-- Task instructions --
Tally the lines in the records below that contain the word "Identify" and give only that number.

-- Stored rows --
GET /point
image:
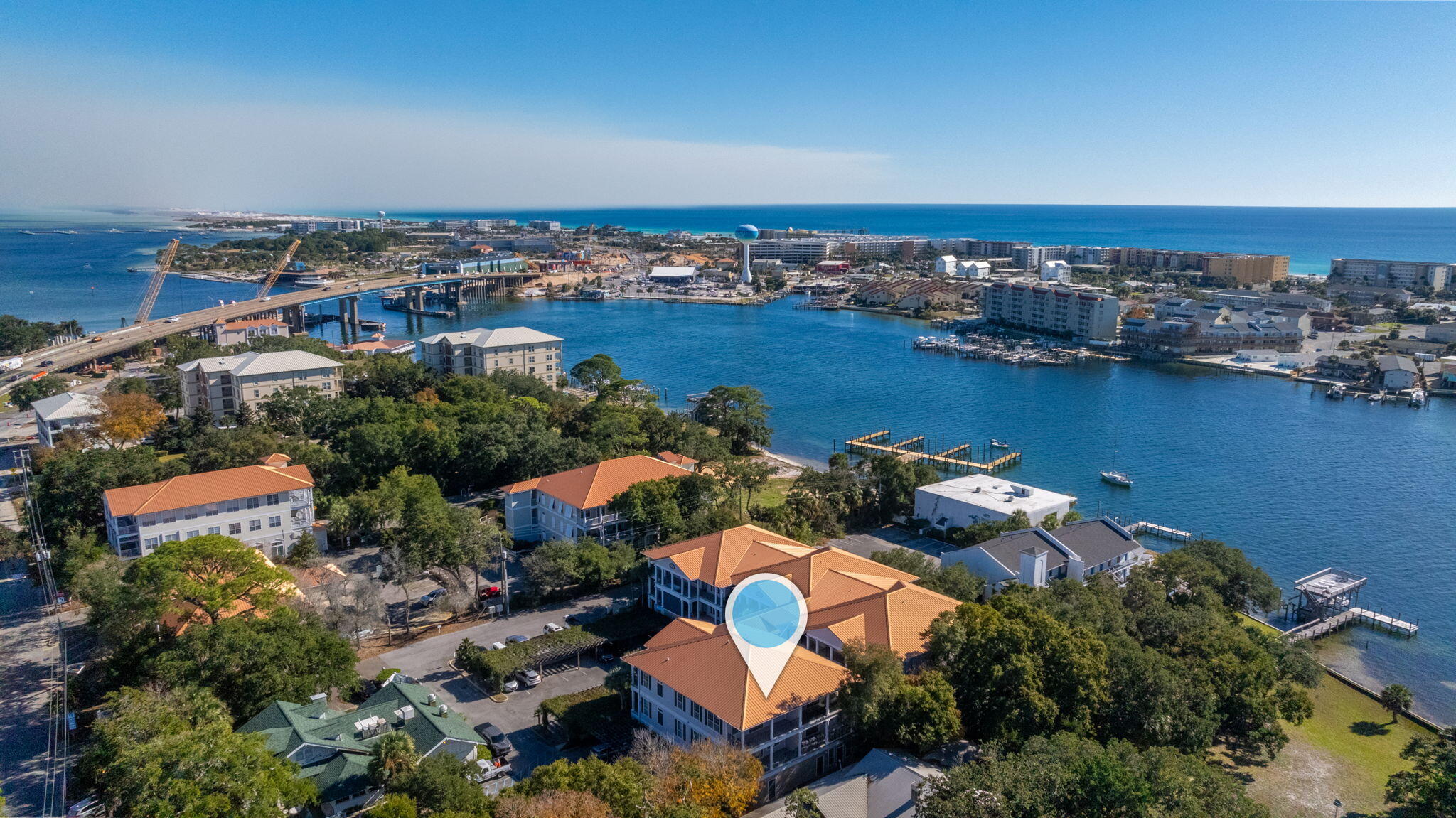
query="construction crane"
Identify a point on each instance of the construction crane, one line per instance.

==

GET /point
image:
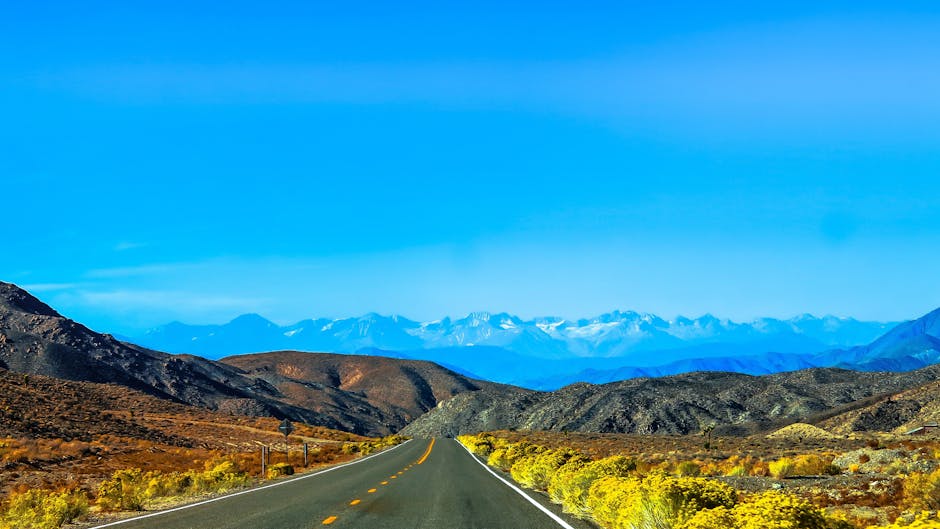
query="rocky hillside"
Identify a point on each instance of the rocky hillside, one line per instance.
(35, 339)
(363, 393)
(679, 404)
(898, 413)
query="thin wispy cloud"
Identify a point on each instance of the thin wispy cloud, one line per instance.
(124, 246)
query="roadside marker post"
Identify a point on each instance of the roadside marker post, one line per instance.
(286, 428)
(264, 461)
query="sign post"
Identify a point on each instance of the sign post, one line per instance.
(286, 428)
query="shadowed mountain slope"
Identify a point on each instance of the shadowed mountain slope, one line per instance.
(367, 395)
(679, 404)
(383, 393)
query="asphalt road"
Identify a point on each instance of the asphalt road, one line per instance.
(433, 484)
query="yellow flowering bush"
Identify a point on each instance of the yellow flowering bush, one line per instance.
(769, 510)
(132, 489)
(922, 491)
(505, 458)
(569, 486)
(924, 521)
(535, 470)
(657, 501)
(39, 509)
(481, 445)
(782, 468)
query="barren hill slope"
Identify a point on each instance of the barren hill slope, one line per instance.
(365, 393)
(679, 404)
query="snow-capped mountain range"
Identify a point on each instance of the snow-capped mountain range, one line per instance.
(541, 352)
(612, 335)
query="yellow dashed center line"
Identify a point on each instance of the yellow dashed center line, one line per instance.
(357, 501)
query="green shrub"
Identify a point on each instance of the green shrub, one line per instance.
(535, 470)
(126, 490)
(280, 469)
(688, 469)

-- Written reply --
12